§ **Kısa görev 1**:
Aşağıdaki kaynak metne göre hüküm kim tarafından temyiz edilmiştir?

### Kaynak ###

Davalı … 1. Noteri …, imzaya yetkili katibinin, … 1. Noterliğinden, vekaletnamenin gerçek olup olmadığını teyit alarak satış yaptığını, vekaletname teyidinin ilgili noterlikten yapılması ve vekaletnameye göre satış işleminin gerçekleştirilmesi nedeniyle kendisine yüklenebilecek bir kusurun bulunmadığını, davanın yalnızca … 1. Noteri aleyhine açılması gerektiğini, diğer taraftan, yıllarca galericilik yapmış olan davacının, bir aracın kasko değerinden daha düşük fiyata satılması halinde, çalıntı olma ihtimalinin olduğunu bilmesi gerektiğini, davacının kusuru, satış işlemi yapılırken satışa esas vekaletnamenin verildiği noterlikten teyit alınmış olması ve haksız fiil failinin ağır kusuru birlikte değerlendirildiğinde; kendisi yönünden davanın reddine karar verilmesi gerektiğini belirtmiştir .
Davalı … 1. Noteri …; davacıların dava açma hakkının zamanaşımına uğradığını iddia ederek zamanaşımı def’inde bulunmuş, dava dilekçesinde bulunması gereken zorunlu unsurların bulunmadığını iddia ederek, davanın açılmamış sayılmasına karar verilmesi gerektiğini bildirmiş, davacının zararı ile vekaletname arasında illiyet bağı olmadığını, tazminata karar verilebilmesi için illiyet bağının bulunmasının gerektiğini, dava dışı … hakkında açılan ceza davası dikkate alındığında 3. kişinin ağır kusuru nedeniyle kendisi açısından illiyet bağının kesildiğini savunarak, davanın reddine karar verilmesini istemiştir.
Mahkemece; zararın oluşmasında davalı noterlerin kusurlarının bulunmadığı, dava dışı üçüncü kişi … kasta dayalı ağır kusuru nedeniyle illiyet bağının kesildiği gerekçesiyle davanın reddine karar verilmiş, hüküm, davacılar vekili tarafından temyiz edilmiştir.

###

§ **Kısa görev 2**:
Aşağıdaki satırlardan kaçında "fret" dizesi geçtiğini sayın. Büyük-küçük harf ayrımı önemlidir; yalnızca sayıyı yazın.

### Verilen malzeme ###

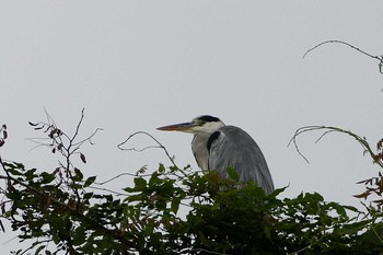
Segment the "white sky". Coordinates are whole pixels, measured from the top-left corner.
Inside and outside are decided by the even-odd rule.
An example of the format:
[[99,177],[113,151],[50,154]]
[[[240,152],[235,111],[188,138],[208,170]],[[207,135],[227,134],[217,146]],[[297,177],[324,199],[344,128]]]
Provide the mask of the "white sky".
[[[297,128],[332,125],[380,138],[383,77],[378,62],[341,45],[382,54],[382,1],[1,1],[0,124],[9,139],[0,153],[50,171],[49,150],[30,152],[28,120],[44,107],[72,131],[85,107],[82,136],[104,128],[84,147],[80,169],[107,179],[148,164],[167,163],[160,150],[121,152],[116,146],[144,130],[183,166],[197,167],[192,136],[159,126],[209,114],[246,130],[260,146],[285,196],[318,192],[359,206],[356,182],[378,166],[350,138],[301,137],[306,164],[287,143]],[[137,137],[136,146],[151,144]],[[48,155],[48,157],[47,157]],[[130,184],[125,177],[113,186]],[[1,245],[12,239],[0,234]],[[18,247],[15,240],[3,251]]]

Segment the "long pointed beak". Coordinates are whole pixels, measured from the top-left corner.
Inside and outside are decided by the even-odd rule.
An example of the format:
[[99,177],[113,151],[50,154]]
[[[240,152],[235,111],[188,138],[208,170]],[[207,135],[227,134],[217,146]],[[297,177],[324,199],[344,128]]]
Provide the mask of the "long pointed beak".
[[156,128],[158,130],[162,131],[182,131],[182,132],[192,132],[194,128],[193,123],[181,123],[181,124],[173,124],[169,126],[163,126]]

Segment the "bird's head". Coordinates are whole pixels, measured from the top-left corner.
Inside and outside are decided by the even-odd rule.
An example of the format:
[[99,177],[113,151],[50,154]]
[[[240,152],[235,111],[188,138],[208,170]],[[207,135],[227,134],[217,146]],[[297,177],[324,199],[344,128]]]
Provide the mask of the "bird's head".
[[192,134],[213,134],[217,129],[223,127],[224,124],[217,117],[210,115],[202,115],[194,118],[190,123],[181,123],[159,127],[158,130],[162,131],[182,131]]

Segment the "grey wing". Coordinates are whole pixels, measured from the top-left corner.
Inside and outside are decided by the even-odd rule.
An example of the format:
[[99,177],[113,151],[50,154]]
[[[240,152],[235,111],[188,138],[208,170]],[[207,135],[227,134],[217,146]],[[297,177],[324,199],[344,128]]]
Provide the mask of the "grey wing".
[[[219,134],[218,134],[219,132]],[[267,194],[274,183],[264,154],[253,138],[233,126],[220,128],[208,142],[209,169],[229,178],[228,166],[240,175],[240,181],[255,181]]]

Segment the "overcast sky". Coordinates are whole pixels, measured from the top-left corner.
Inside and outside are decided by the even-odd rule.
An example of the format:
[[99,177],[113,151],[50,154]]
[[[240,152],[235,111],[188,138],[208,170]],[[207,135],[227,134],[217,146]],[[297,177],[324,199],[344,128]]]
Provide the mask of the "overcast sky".
[[[0,124],[9,139],[1,155],[51,171],[58,158],[33,148],[28,120],[72,132],[85,108],[86,175],[100,181],[169,163],[160,150],[116,146],[144,130],[197,169],[192,136],[156,127],[214,115],[246,130],[262,148],[283,196],[318,192],[359,206],[358,181],[376,174],[357,142],[341,135],[314,143],[300,138],[310,164],[287,144],[305,125],[332,125],[382,138],[383,76],[378,62],[327,39],[383,53],[382,1],[1,1]],[[137,137],[135,146],[152,144]],[[50,157],[50,158],[49,158]],[[131,183],[125,177],[121,187]],[[113,184],[116,187],[116,183]],[[117,185],[117,186],[118,186]],[[10,229],[9,229],[10,231]],[[1,245],[14,234],[0,234]],[[15,248],[18,241],[3,245]],[[1,248],[0,248],[1,250]]]

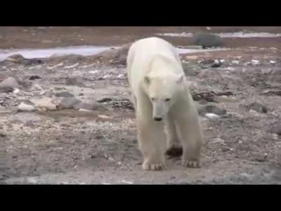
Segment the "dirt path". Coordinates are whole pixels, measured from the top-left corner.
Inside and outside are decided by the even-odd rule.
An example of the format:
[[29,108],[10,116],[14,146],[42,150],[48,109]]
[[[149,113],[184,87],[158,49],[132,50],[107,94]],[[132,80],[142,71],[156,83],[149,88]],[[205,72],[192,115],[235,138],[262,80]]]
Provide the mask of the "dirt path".
[[[157,29],[160,33],[176,30]],[[22,36],[20,30],[14,29],[13,37]],[[75,30],[82,33],[93,30]],[[112,37],[112,31],[103,30],[103,34]],[[101,37],[101,31],[91,32],[91,36]],[[132,38],[126,37],[132,32],[120,31],[119,44],[131,41]],[[140,36],[151,33],[143,28],[136,32]],[[44,36],[54,39],[54,34],[46,34],[36,36],[38,40],[47,39]],[[55,37],[60,34],[63,32],[55,34]],[[18,42],[2,48],[79,44],[67,37],[63,44],[32,46],[21,37]],[[117,44],[108,37],[91,44]],[[176,41],[176,38],[173,39]],[[270,39],[271,44],[279,41],[279,38]],[[260,44],[249,40],[251,45]],[[0,181],[6,184],[281,184],[280,50],[247,46],[227,53],[181,55],[192,93],[201,109],[206,141],[202,167],[183,169],[180,159],[171,159],[167,160],[168,168],[159,172],[140,169],[124,64],[100,63],[74,56],[37,63],[1,62],[0,82],[10,76],[22,87],[13,92],[0,91],[0,143],[5,149],[5,159],[0,162]],[[214,65],[215,59],[223,64]],[[92,106],[98,101],[100,107],[84,112],[77,109],[16,112],[21,102],[30,103],[34,98],[48,97],[57,99],[55,95],[65,91]],[[252,103],[255,103],[250,105]],[[216,115],[206,115],[209,113]]]

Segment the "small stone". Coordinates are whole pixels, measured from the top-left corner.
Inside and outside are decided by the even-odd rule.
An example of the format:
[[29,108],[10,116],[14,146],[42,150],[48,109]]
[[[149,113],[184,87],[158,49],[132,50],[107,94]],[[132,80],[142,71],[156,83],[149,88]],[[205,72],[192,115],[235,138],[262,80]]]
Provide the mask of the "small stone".
[[111,117],[110,117],[109,116],[103,115],[98,115],[98,117],[100,117],[100,118],[102,118],[102,119],[111,119]]
[[32,80],[34,80],[34,79],[40,79],[40,78],[42,78],[42,77],[40,76],[38,76],[38,75],[32,75],[30,77],[29,79],[32,81]]
[[109,102],[109,101],[112,101],[112,99],[110,98],[101,98],[100,100],[98,100],[97,102],[98,103],[105,103],[105,102]]
[[91,110],[87,110],[87,109],[84,109],[84,108],[80,108],[78,110],[78,111],[82,111],[82,112],[92,112]]
[[25,60],[25,58],[21,54],[13,54],[8,56],[6,60],[11,62],[22,62]]
[[0,82],[0,91],[6,90],[6,89],[12,89],[13,91],[14,89],[19,89],[20,85],[18,83],[18,81],[13,77],[9,77]]
[[81,101],[75,97],[66,97],[60,102],[58,107],[60,109],[74,108],[76,105],[80,103]]
[[34,103],[36,108],[39,110],[56,110],[56,105],[55,105],[52,101],[52,98],[46,98],[41,99],[31,99],[30,101]]
[[74,106],[74,108],[77,110],[83,108],[86,110],[98,110],[103,111],[107,110],[103,105],[96,101],[81,102],[79,103],[76,104]]
[[17,94],[19,92],[20,92],[20,89],[16,89],[16,88],[13,91],[13,93],[15,94]]
[[211,113],[208,113],[205,114],[205,116],[209,117],[209,118],[217,118],[217,117],[219,117],[219,116],[217,115],[216,114]]
[[71,127],[71,125],[70,124],[65,123],[65,122],[61,123],[60,125],[60,127]]
[[281,136],[281,124],[275,124],[272,126],[270,132]]
[[69,91],[60,91],[56,93],[55,96],[69,98],[69,97],[74,97],[74,96],[72,94],[70,93]]
[[266,106],[259,102],[254,102],[249,105],[246,105],[246,108],[248,110],[248,111],[249,111],[250,110],[254,110],[261,113],[268,112],[268,109]]
[[65,81],[65,84],[70,86],[85,87],[84,79],[79,76],[69,78]]
[[29,177],[27,178],[27,182],[31,184],[37,184],[37,180],[34,177]]
[[225,140],[219,139],[219,138],[216,138],[216,139],[214,139],[213,141],[211,143],[221,143],[223,145],[224,145]]
[[23,102],[21,102],[20,104],[18,106],[18,112],[23,112],[23,111],[34,111],[36,108],[30,105],[25,104]]
[[214,116],[214,114],[216,115],[226,115],[227,113],[226,110],[223,108],[220,108],[215,104],[207,104],[207,105],[200,105],[198,108],[198,113],[204,116],[207,113],[212,113],[213,115],[209,115],[209,117],[211,115]]
[[35,124],[32,120],[28,120],[25,122],[25,126],[32,127],[34,127]]
[[222,38],[216,34],[209,33],[198,33],[192,37],[192,44],[203,46],[203,49],[209,47],[220,47],[224,43]]

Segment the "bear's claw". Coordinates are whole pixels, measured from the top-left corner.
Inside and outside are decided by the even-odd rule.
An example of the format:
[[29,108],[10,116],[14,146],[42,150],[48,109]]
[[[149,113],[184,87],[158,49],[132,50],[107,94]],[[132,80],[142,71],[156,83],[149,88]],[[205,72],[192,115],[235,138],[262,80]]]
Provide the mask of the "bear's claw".
[[183,148],[176,146],[171,147],[166,151],[165,154],[169,156],[168,159],[181,157],[183,155]]

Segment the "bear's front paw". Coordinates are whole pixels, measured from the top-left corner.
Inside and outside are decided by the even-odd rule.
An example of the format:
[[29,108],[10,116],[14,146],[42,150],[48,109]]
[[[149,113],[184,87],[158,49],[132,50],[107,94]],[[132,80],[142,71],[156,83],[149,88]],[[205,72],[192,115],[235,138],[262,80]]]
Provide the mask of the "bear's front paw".
[[181,157],[183,155],[183,148],[181,146],[170,147],[165,154],[168,155],[168,159]]
[[164,167],[165,165],[163,162],[155,163],[147,160],[143,163],[143,170],[145,171],[160,171]]
[[192,158],[183,160],[183,165],[189,168],[200,168],[201,167],[200,159]]

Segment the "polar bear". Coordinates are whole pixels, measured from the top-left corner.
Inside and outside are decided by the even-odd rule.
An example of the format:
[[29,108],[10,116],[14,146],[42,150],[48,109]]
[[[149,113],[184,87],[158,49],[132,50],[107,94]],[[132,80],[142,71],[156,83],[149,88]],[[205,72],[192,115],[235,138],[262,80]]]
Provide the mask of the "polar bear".
[[202,126],[176,49],[144,38],[132,44],[126,62],[143,169],[163,170],[165,152],[176,148],[184,167],[200,167]]

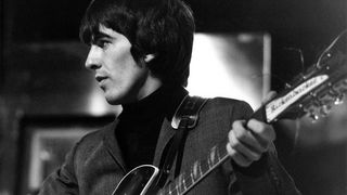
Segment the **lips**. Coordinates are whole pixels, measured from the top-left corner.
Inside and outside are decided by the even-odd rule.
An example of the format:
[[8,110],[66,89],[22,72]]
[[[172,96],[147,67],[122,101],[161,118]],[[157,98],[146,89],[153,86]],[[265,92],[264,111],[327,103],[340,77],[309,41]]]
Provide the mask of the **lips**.
[[105,80],[107,77],[105,77],[105,76],[100,76],[100,75],[97,75],[95,76],[95,80],[98,81],[98,82],[101,82],[101,81],[103,81],[103,80]]

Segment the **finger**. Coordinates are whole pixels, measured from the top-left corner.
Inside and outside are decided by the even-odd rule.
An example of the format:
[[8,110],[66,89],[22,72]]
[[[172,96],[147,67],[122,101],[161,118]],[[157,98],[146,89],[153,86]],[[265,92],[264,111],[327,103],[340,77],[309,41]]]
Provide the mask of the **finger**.
[[[247,131],[247,130],[245,130]],[[230,146],[242,154],[247,160],[255,161],[258,160],[261,156],[261,153],[258,153],[252,150],[248,145],[243,144],[236,136],[233,130],[229,132],[229,144]]]
[[272,100],[278,93],[275,91],[270,91],[264,99],[262,99],[262,104],[269,102]]
[[256,119],[250,119],[247,123],[247,128],[260,142],[269,143],[275,140],[274,130],[270,125],[267,125]]
[[227,151],[229,156],[241,167],[248,167],[252,164],[252,160],[244,157],[242,154],[237,153],[234,148],[231,147],[230,143],[227,144]]
[[233,123],[233,133],[234,136],[243,143],[249,150],[256,153],[264,153],[267,151],[267,144],[261,144],[254,133],[249,130],[245,130],[244,127],[239,127],[240,123]]

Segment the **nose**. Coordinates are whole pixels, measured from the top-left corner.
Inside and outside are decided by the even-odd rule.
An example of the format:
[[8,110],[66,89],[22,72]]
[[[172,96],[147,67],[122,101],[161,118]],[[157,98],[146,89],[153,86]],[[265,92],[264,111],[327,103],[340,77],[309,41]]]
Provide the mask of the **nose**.
[[98,47],[91,46],[85,66],[87,69],[94,70],[101,67],[101,53]]

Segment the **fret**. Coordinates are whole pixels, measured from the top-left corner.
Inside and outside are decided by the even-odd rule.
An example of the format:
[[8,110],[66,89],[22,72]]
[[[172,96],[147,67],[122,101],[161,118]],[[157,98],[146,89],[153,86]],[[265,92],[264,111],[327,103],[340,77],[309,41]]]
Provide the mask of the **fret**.
[[216,165],[216,150],[217,150],[217,146],[214,146],[213,148],[210,148],[209,158],[207,158],[208,161],[210,161],[209,168],[213,168]]
[[178,186],[179,192],[184,192],[187,190],[184,174],[178,177]]

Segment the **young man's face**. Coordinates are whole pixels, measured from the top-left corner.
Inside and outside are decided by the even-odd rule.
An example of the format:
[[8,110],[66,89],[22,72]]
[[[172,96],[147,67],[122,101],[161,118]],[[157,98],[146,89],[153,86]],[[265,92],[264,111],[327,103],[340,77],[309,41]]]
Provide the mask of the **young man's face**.
[[149,68],[134,61],[130,48],[124,35],[104,26],[92,37],[86,67],[95,72],[95,79],[110,104],[136,102],[155,88]]

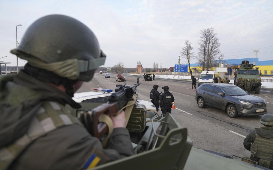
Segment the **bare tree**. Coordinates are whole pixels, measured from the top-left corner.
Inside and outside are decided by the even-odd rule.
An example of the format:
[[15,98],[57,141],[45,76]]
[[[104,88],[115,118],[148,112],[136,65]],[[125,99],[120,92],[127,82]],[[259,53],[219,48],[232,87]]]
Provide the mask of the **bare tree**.
[[184,44],[185,45],[182,48],[180,53],[182,56],[182,58],[188,60],[188,64],[189,65],[189,69],[190,70],[190,77],[192,78],[192,72],[190,69],[190,60],[192,59],[194,56],[193,53],[192,51],[194,48],[191,46],[191,42],[188,40],[185,41]]
[[156,65],[155,64],[155,63],[154,62],[154,70],[156,70]]
[[219,49],[221,43],[214,28],[202,30],[199,40],[196,59],[203,71],[215,67],[222,61],[224,55]]
[[119,62],[113,66],[112,70],[116,73],[122,73],[124,70],[124,64],[122,62]]

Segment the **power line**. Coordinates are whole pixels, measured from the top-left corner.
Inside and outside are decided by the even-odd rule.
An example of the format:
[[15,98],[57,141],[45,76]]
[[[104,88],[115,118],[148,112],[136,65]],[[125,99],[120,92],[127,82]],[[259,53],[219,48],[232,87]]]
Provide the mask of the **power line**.
[[[262,51],[262,52],[261,52],[261,53],[264,53],[264,52],[268,52],[272,51],[273,51],[273,50],[270,50],[270,51]],[[259,54],[263,54],[263,53],[259,53]],[[236,54],[233,55],[228,55],[228,56],[224,56],[224,57],[232,57],[232,56],[238,56],[238,55],[244,55],[243,54]]]
[[249,50],[256,50],[256,49],[261,49],[262,48],[268,48],[268,47],[273,47],[273,45],[272,45],[271,46],[268,46],[267,47],[261,47],[261,48],[256,48],[253,49],[249,49],[249,50],[243,50],[242,51],[234,51],[234,52],[230,52],[229,53],[226,53],[225,54],[230,54],[231,53],[237,53],[237,52],[242,52],[243,51],[248,51]]

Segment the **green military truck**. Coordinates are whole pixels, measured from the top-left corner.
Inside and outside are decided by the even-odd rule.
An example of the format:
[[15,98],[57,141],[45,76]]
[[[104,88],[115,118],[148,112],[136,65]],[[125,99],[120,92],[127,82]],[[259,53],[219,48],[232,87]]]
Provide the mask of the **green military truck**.
[[255,94],[259,94],[261,91],[262,84],[259,67],[254,68],[255,66],[254,64],[250,64],[248,61],[243,61],[242,63],[240,65],[240,68],[236,69],[234,72],[234,84],[237,85],[237,81],[240,77],[242,78],[242,81],[244,84],[249,79],[251,83],[251,91],[254,90]]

###

§ **Yanıt 1**:
Hüküm, davacılar vekili tarafından temyiz edilmiştir.

§ **Yanıt 2**:
2